次の資料を、すべての行について一字一句変えずにそのまま繰り返してください。

**提示資料**
----------

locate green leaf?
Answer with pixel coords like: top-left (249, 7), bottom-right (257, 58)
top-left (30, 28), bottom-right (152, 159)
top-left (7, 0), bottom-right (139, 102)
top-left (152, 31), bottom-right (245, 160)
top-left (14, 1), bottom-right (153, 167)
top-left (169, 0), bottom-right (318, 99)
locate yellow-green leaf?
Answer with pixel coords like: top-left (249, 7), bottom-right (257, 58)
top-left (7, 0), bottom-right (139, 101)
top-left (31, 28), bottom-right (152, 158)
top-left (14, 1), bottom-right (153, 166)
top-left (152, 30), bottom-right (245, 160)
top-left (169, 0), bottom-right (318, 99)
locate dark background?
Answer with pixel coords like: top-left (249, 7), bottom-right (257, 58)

----------

**記述解答**
locate green leaf?
Answer with pixel coords like: top-left (249, 7), bottom-right (257, 58)
top-left (30, 28), bottom-right (152, 159)
top-left (7, 0), bottom-right (139, 102)
top-left (152, 31), bottom-right (245, 160)
top-left (14, 1), bottom-right (153, 167)
top-left (169, 0), bottom-right (318, 99)
locate yellow-green leaf?
Answer with pixel coords like: top-left (249, 7), bottom-right (257, 58)
top-left (7, 0), bottom-right (139, 101)
top-left (31, 28), bottom-right (152, 158)
top-left (14, 1), bottom-right (153, 166)
top-left (152, 30), bottom-right (245, 160)
top-left (169, 0), bottom-right (318, 99)
locate dark background?
Answer with pixel coords like: top-left (249, 7), bottom-right (257, 58)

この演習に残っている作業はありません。